Records from a data source:
= = = = =

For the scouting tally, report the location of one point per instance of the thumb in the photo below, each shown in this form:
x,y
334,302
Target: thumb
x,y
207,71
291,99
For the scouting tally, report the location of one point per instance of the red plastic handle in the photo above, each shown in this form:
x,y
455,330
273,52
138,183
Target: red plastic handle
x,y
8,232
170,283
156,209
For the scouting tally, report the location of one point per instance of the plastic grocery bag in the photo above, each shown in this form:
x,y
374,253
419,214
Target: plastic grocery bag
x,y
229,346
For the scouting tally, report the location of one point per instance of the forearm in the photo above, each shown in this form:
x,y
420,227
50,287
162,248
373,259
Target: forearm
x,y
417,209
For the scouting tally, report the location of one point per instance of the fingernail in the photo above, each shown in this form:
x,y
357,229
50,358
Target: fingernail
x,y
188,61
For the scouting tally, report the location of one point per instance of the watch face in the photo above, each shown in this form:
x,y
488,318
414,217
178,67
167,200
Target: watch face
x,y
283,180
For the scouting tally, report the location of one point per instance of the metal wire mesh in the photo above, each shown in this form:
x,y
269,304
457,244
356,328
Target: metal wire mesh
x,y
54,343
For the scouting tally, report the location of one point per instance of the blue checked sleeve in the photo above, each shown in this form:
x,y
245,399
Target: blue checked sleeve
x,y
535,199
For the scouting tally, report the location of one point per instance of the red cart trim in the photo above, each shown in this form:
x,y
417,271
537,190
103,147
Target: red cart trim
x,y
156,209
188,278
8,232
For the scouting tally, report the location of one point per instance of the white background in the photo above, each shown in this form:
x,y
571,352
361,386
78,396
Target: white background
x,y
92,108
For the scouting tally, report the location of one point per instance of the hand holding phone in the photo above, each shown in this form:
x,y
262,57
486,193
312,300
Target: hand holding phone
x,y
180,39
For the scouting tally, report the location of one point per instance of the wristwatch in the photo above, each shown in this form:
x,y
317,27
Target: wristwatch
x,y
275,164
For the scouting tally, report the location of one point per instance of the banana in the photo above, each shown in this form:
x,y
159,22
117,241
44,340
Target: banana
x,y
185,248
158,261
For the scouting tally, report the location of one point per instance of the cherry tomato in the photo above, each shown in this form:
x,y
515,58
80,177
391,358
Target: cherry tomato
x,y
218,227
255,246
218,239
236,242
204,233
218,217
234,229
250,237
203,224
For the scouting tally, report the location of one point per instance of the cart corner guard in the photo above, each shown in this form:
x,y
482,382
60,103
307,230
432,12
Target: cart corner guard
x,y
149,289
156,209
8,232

= = = = =

Given problem:
Copy out every line of the data above, exactly as given.

Completed exercise:
For the scouting tally, report the location of one point per instance of the thumb in the photo below, each shown in this form:
x,y
334,302
Target: thumb
x,y
207,71
291,99
For the scouting tally, report the location of one point per instance of the red plastic handle in the photo above, each shown in this form:
x,y
455,330
273,52
138,183
Target: red plastic handle
x,y
8,232
170,283
156,209
For the scouting tally, report the location of one point per instance of the plastic grocery bag in the photo above, each shown in this form:
x,y
374,253
419,214
Target: plastic grocery bag
x,y
229,346
For the scouting tally, report the location of one point per instance of the forearm in the photo above, each shown in this form:
x,y
420,227
50,287
162,248
373,259
Target: forearm
x,y
417,209
For the scouting tally, report the location of one point per instance of the fingernail in the photo above, each shown in this form:
x,y
357,229
50,358
Target: fingernail
x,y
188,61
For the scouting tally, report the location of one point per instance of the watch face in the photo above, each shown in this form:
x,y
488,318
414,217
178,67
167,200
Target: watch face
x,y
283,180
For the scouting tally, report the location of one point per instance of the metal wire mesh in the photo above, each shown in this form:
x,y
269,304
457,244
356,328
Target: metal wire mesh
x,y
54,343
For the scouting tally, report the location of one point per instance of the blue checked sleeve in the photo above, each shown in this form:
x,y
245,399
Target: blue checked sleeve
x,y
535,199
For the scouting tally, report the location of one point per instance of the red cart trim in the photo above, each shown in this form:
x,y
417,271
537,190
103,147
Target: red cart trim
x,y
156,209
188,278
8,232
For the scouting tally, report the location of one point per instance of the white background in the photo above, each shown in this form:
x,y
571,352
361,386
78,396
Target: white background
x,y
92,108
For the scouting tally, report the location of one point per instance of the hand holding phone in the photo above, each shown in this form:
x,y
262,57
486,193
312,300
Target: hand holding phone
x,y
180,39
For the scouting tally, report the location of one point per instance of the wristwatch in the photo above, each shown in this form:
x,y
317,27
Target: wristwatch
x,y
275,164
For the scouting tally, report the location of one point per instance of the banana in the photo above, each shown in this form:
x,y
159,22
117,241
44,340
Target: banana
x,y
185,248
158,261
For the scouting tally, report the location of one point per instance of the cherry tomato in the photo above, each shown in this form:
x,y
515,58
80,177
391,358
Target: cherry tomato
x,y
218,227
255,246
218,239
236,242
204,233
218,217
234,229
250,237
203,224
For the scouting tally, report the location of one point per instance of the cart corner guard in the photo above, each shown in this form:
x,y
482,382
60,103
307,230
432,12
Target: cart corner guard
x,y
149,289
156,209
8,232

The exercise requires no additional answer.